▶ [Tasks]:
**1.** Summarize the frog thread in two sentences.
**2.** Please change the part of the frog thread that opens with the words "If anyone knows" and closes with "as federally threatened?", replacing "chytridiomycosis" with "Bd infection".
**3.** In the frog thread, what had the original poster been using for the crickets before deciding to add supplements?

▶ [Study text]:

-=-=-

# Upside Down Frog!!?



## a-ha

I have a California Red Legged Frog and I have had him since he was a tadpole. He's around 4 years old now. He's been fine until lately. 

I first noticed that something was wrong about a week ago when I found him upside down, belly up in his tank. He normally does not do this and I haven't heard of other frogs doing this either. When he's upside down his legs are stretched out and usually cross each other. He has not been able to right himself back over. Both times I've had to tack him out of his tank and put him in a quarantine tank. I am unsure of it being the tank because I have cleaned out the first one and put him into a second, new tank. 

This morning, he woke me up from sleeping because he was on his back for the second time. He was making sounds that he normally does not do. His legs were stretched out like before. Except this time, he has white lines/markings on the inside of his legs. I don't know what that could be or what could be wrong with him. I think I need to take him to a vet. 

I thought it could have been chytrid so I did treat him with a solution of Lamisil and water. I found out about that through some threads on here. I can find them if needed. I've been treating him for about 1 week. During that week, I did NOT find him upside down once. He was eating fine. He was fairly active (he doesn't normally do stuff) and I thought he was getting better. Until this morning, when he was once again, belly up on his back. I noticed white lines/markings this morning too. I did NOT see them earlier. He is NOT skinny or underweight. I'm just really worried.  

If anyone knows what could be happening or how I can help him out, anything will be greatly appreciated!


----------



## easternversant

Have you looked at pictures of chytridiomycosis to compare it to what your frog has? This species has not fared well in the face of Bd.

Also, have you looked into the legal ramifications of keeping a species that is listed as federally threatened?


----------



## Ed

Have you ruled out whether or not the frog is suffering from calcium deficiency? 

Some comments 

Ed


----------



## a-ha

Easternversant: I have looked at pictures of it but I am unsure as I believe the fungus is not easily seen on the outside? I also did look a little bit into the legalities of owning one, but I could not find anything that states that you can't own one. 

Ed: I am not ruling out calcium deficiency as a possible factor. To be honest, I have just been using the fluker's calcium fortified gel for my crickets. I am now assuming that this is not enough. I will begin to use some supplements for the crickets. I did some research on different types of supplements and believe I know what to use. Is being upside down a symptom of calcium deficiency?


----------



## Ed

The seizures are a give away. The fact that it's turning over is secondary to the seizure itself. 
Your diet is very imbalanced with respect to the vitamins and minerals. The frog can't use calcium if it is deficient in D3..... 

Your attempting to use a product that is not balanced with respect to the vitamins and minerals as a dusting supplement. The frog may have significant issues due to the longstanding deficiencies. If the condition has persisted long enough then there could be multiple bone fractures and potentially deformation that will affect it going forwards. 

Some comments 

Ed


----------



## Standby Diver

I believe at the point of hypocalcemic tetany the treatment is injectable calcium and vitamin D. I have heard of people treating it with calcium gluconate (5%?) baths and even crushed antacids but that was purely anecdotal.


----------



## Ed

Standby Diver said:


> I believe at the point of hypocalcemic tetany the treatment is injectable calcium and vitamin D. I have heard of people treating it with calcium gluconate (5%?) baths and even crushed antacids but that was purely anecdotal.


In amphibians, soaking in a 2.2% calcium glubionate solution is acceptable provided the animal is also provided with sufficient D3. See Amphibian Medicine and Captive Husbandry 2001 Krieger Press. 

Some comments 

Ed


----------



## SupFrawg

If you don't mind my asking, how did you come by a Red Legged frog? Are you in California? Because it's highly illegal to gather or keep those frogs in this state, and they are certainly not legal to export.


----------

-=-=-

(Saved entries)
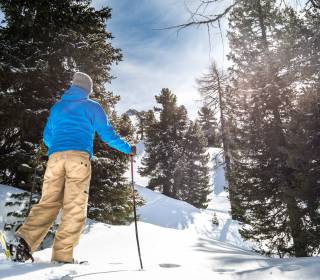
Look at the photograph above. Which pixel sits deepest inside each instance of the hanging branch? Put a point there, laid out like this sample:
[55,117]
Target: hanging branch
[204,19]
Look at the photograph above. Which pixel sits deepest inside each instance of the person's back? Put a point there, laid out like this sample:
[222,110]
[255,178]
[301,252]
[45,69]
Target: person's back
[69,135]
[74,120]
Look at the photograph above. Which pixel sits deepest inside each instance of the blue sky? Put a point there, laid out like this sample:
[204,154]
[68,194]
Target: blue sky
[154,59]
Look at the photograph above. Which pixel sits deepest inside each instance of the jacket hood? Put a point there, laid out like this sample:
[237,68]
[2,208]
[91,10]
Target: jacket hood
[75,93]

-=-=-

▶ [Answers for the tasks]:
**1.** A keeper reports that a California Red Legged Frog raised from a tadpole has twice been found belly up with its legs stretched out, the second time with white markings on the inside of its legs, after a week of Lamisil treatment for suspected chytrid. Replies raise chytridiomycosis and the legality of keeping a federally threatened species, and one poster identifies calcium deficiency with seizures, pointing to a diet imbalanced in vitamins and minerals.

**2.**
If anyone knows what could be happening or how I can help him out, anything will be greatly appreciated!


----------



## easternversant

Have you looked at pictures of Bd infection to compare it to what your frog has? This species has not fared well in the face of Bd.

Also, have you looked into the legal ramifications of keeping a species that is listed as federally threatened?

**3.** Fluker's calcium fortified gel.